# [Task brief]
Among the entries below, find the line with "just looking for the turbine", then quote it and each following line up to and including the line with "just looking for the shrub", and nothing else.

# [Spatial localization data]

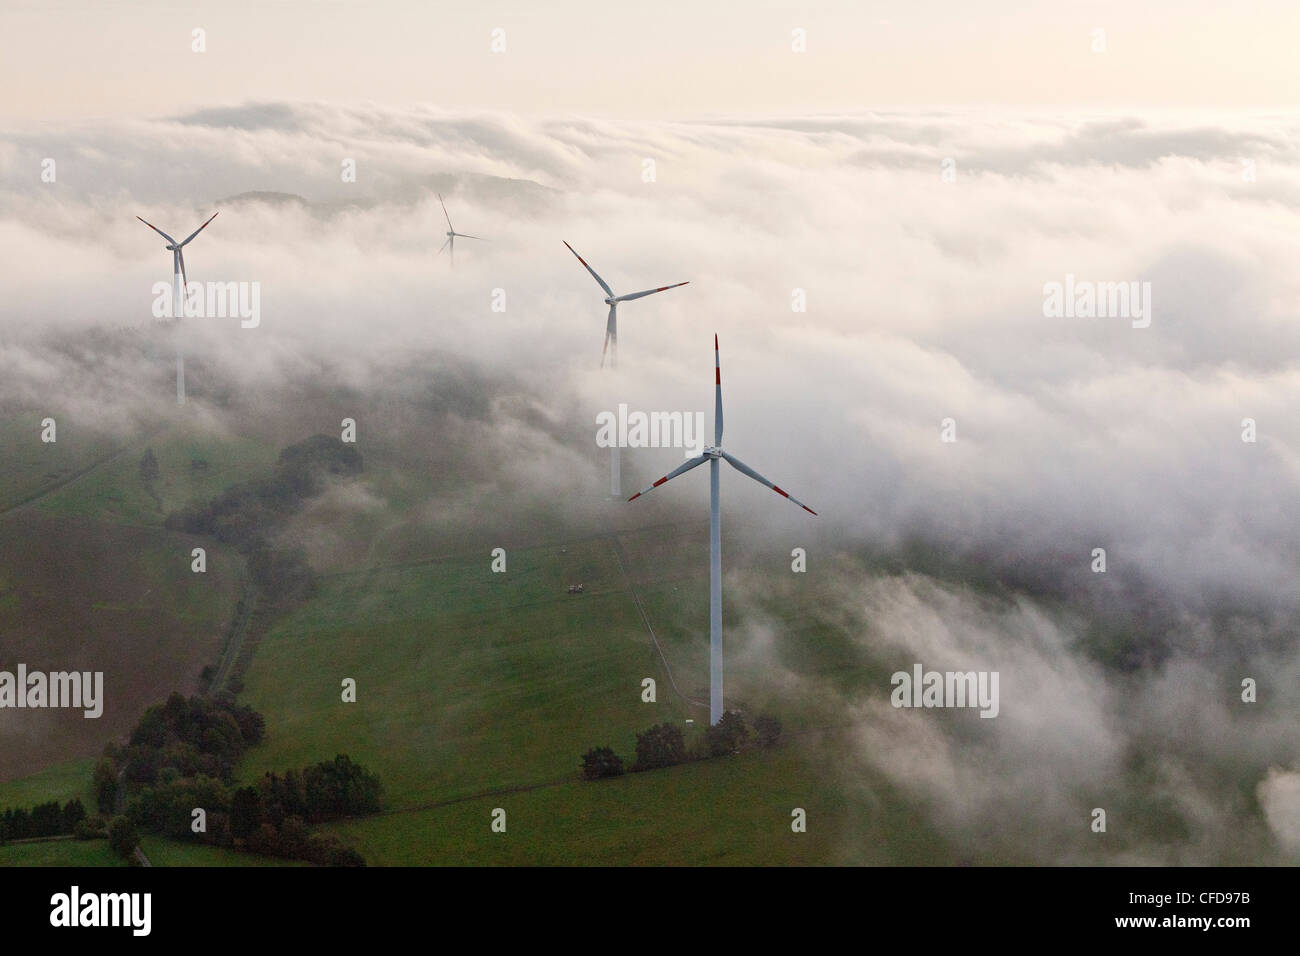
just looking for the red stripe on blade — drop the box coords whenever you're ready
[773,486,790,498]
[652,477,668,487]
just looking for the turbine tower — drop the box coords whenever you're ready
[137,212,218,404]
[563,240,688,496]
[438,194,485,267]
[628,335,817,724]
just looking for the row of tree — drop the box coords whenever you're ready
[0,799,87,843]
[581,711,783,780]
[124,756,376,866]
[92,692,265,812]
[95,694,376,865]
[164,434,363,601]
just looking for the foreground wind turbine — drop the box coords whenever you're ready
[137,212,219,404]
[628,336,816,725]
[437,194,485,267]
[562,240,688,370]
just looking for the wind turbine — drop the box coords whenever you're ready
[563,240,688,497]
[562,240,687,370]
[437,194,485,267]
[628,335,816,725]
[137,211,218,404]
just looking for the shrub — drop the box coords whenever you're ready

--

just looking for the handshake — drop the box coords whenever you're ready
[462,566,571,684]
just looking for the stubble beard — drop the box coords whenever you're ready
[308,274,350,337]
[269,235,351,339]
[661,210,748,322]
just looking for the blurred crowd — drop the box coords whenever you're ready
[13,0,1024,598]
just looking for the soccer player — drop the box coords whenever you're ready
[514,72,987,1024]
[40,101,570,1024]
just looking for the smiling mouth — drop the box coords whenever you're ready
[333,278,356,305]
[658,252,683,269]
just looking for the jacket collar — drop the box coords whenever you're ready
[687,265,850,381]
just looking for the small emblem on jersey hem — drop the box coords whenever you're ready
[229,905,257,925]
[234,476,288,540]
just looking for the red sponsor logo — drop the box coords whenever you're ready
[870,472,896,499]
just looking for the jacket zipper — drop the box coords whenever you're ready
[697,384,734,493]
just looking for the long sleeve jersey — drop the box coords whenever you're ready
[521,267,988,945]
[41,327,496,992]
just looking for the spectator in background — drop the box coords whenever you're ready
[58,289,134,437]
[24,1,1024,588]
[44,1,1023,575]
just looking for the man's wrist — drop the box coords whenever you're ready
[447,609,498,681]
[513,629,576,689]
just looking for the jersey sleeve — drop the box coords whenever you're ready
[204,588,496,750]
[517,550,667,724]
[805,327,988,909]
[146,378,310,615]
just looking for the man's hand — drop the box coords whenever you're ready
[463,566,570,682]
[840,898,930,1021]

# [Output]
just looking for the turbine tower — drop the box coords whenever you're ready
[137,212,218,404]
[563,240,688,496]
[438,194,485,267]
[628,335,817,724]
just looking for the row of tree — drop the box coords whenever you're ready
[0,799,87,843]
[581,711,783,780]
[124,756,376,866]
[92,692,265,812]
[95,694,376,865]
[164,434,363,601]
just looking for the foreground wind turbine — drop the box coords whenever you're ready
[137,212,219,404]
[628,336,816,725]
[437,194,485,267]
[562,240,688,370]
just looking for the wind turbine — drop the box coords whenever you're ready
[563,240,688,497]
[562,240,687,370]
[437,194,485,267]
[628,335,816,725]
[137,211,218,404]
just looking for the shrub — drop the box coords whenever you're ready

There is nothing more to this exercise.